Text passage:
◆ ◆ ◆ ◆ ◆
# Midjourney MCP

> Midjourney MCP Server connects your AI agent to Midjourney's Imagine API, giving you direct control over visual output. Use it to generate images from text prompts, upscale low-resolution assets, create variations of concepts, or blend multiple source images into a single composition using the `blend` tool. It also lets you reverse-engineer prompts (`describe`) and edit specific areas in generated art with masking (`inpaint`).

## Overview
- **Category:** ai-frontier
- **Price:** Free
- **Tags:** generative-ai, text-to-image, image-upscaling, visual-content, prompt-engineering, creative-automation

## Description

You connect your AI agent straight into Midjourney's Imagine API via this server. That means you get direct, hands-on control over every single visual asset you create. Forget sending prompts out to a separate web interface; your agent handles the whole pipeline right here.
◆ ◆ ◆ ◆ ◆
Data listing:
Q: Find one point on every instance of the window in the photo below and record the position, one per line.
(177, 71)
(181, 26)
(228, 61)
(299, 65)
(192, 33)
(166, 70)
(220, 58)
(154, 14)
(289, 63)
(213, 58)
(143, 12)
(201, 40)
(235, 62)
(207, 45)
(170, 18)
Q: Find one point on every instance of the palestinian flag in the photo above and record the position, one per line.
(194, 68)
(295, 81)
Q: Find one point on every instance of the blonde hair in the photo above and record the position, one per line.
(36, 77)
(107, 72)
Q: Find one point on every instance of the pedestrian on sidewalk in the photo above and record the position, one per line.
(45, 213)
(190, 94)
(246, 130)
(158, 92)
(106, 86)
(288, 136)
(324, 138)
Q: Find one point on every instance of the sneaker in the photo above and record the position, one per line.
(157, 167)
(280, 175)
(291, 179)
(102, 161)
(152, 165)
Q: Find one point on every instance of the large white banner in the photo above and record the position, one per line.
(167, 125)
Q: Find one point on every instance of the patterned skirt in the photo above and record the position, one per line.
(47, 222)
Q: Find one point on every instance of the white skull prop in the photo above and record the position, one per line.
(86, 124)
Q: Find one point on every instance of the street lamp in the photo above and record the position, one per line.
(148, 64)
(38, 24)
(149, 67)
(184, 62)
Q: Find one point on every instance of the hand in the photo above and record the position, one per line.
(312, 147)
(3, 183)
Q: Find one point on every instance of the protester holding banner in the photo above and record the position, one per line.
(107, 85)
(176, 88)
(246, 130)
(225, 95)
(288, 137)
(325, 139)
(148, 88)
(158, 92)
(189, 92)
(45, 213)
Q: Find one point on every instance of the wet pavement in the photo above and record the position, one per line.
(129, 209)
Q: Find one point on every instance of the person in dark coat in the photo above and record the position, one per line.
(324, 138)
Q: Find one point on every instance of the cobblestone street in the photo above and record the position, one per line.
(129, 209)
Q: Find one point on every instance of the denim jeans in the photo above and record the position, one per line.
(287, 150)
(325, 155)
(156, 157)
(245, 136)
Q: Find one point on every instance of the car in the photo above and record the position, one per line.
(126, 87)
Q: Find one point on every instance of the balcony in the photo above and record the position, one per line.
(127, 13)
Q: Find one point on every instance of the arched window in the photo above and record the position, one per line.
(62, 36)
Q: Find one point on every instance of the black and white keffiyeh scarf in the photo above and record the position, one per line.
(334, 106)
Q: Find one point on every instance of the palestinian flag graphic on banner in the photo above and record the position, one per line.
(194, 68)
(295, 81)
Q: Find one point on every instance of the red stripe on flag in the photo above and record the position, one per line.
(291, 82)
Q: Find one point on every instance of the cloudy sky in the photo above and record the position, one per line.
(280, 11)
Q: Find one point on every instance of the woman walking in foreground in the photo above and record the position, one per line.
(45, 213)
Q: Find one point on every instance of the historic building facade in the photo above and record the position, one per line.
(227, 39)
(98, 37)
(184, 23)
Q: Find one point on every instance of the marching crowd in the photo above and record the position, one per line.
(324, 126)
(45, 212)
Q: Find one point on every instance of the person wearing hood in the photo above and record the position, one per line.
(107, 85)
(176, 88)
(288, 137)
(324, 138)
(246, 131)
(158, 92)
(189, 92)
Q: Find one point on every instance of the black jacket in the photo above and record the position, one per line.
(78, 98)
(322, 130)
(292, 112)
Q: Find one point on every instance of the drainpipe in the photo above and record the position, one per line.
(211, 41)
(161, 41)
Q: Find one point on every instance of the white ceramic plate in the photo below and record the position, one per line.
◆ ◆ ◆ ◆ ◆
Work to complete:
A. What price does the Midjourney MCP page give for the server?
B. List every tag shown in the overview of the Midjourney MCP page.
C. Quote the Midjourney MCP page from "You connect your" up to and including "pipeline right here.".

Task-by-task outputs:
A. Free

B. generative-ai, text-to-image, image-upscaling, visual-content, prompt-engineering, creative-automation

C.
You connect your AI agent straight into Midjourney's Imagine API via this server. That means you get direct, hands-on control over every single visual asset you create. Forget sending prompts out to a separate web interface; your agent handles the whole pipeline right here.